------ DOCUMENT SEGMENT

Question

How to define open or close gene in ATAC-seq?

0

Entering edit mode

2.4 years ago

gglim ▴ 140

May I ask how do you use your ATAC-seq data for post-alignment analysis?

Here's what I'm doing and I have a few problems:

For example, there are two groups of samples, WT and KO. In order to define the peak status, I merge all bam files (all replicates of two groups) and call a TOTAL peak using MACS2.
Then in R, WT and KO peak file is used to define peaks status by ChIPpeakAnno::findOverlappingPeaks, respectively. if there's overlap between WT and TOTAL, this TOTAL peak is defined as "Open in WT".
ChIPpeakAnno::annoPeaks do the annotation part with parameters (bindingType = "startSite", bindingRegion = c(-3000,3000)).

Problem: A gene can be annotated by many peaks, which show different status, eg. "OpenToClose", "CloseToOpen","BothOpen","NeitherOpen".

Does it make sense if I use these genes for further analysis? such as GO enrichment, their expression levels in RNAseq. If not, how to do it in a better way?

ChIPpeakAnno ATAC-seq MACS2 • 1.1k views

ADD COMMENT • link 2.4 years ago by gglim ▴ 140

score 2 · Answer 1 · 2021-11-29

In my opinion the only truely relevant region to define a gene as "open" or "closed" is the proximal promoter region which typically is approximated as the 500bp upstream of the annotated transcription start site(s). For a confident statement of peak status between conditions you would need to perform a proper differential analysis. For this you could look into the DiffBind or csaw packages, or alternatively merge all peaks, make a count matrix (samples are columns, regions are rows) and then plug this into differential analysis frameworks such as DESeq2. Just checking whether a peak is present in one condition but not in the other is a naive approach that will miss many peaks that are detectable in both conditions, yet with very different read counts, so you only probably get the very top differential peaks with such as approach.

------------

- THINGS TO DO:
1: Edit the ATAC-seq thread, starting with "How to define" and going on through "for post-alignment analysis?", so that "DNase-seq" replaces "ATAC-seq".
2: According to the ATAC-seq thread, how is the proximal promoter region typically approximated?
The material that comes next is drawn from a different source.

------ ENTRIES PROVIDED

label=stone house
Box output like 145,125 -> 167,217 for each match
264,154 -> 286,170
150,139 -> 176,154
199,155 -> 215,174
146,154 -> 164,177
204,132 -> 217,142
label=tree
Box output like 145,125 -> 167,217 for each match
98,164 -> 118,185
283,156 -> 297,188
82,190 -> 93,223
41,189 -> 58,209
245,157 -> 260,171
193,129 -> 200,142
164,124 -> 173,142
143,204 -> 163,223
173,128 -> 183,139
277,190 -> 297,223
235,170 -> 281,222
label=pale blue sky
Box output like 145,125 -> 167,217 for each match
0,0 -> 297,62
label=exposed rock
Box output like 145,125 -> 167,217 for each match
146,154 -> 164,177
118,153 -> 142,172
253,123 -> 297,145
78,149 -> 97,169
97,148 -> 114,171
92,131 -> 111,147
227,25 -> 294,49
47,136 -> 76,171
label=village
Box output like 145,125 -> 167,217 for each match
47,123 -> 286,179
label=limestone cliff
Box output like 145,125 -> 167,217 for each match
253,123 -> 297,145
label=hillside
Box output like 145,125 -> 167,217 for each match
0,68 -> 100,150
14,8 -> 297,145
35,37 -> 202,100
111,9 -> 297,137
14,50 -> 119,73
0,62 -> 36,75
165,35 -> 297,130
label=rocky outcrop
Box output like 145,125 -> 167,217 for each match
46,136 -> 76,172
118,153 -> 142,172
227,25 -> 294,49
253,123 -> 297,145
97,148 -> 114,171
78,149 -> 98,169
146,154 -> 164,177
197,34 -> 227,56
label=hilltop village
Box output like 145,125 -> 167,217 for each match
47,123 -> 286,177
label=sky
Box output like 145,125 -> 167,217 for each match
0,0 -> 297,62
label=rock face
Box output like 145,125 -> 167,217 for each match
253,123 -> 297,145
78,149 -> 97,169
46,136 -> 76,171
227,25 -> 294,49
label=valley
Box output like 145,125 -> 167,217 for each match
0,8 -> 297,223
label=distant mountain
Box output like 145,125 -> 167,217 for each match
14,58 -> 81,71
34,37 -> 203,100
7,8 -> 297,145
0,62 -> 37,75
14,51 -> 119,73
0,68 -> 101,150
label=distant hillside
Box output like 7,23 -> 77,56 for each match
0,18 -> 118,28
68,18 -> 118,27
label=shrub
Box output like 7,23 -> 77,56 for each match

------------

- TASK RESULTS:
1:
How to define open or close gene in DNase-seq?

0

Entering edit mode

2.4 years ago

gglim ▴ 140

May I ask how do you use your DNase-seq data for post-alignment analysis?

2: As the 500bp upstream of the annotated transcription start site(s).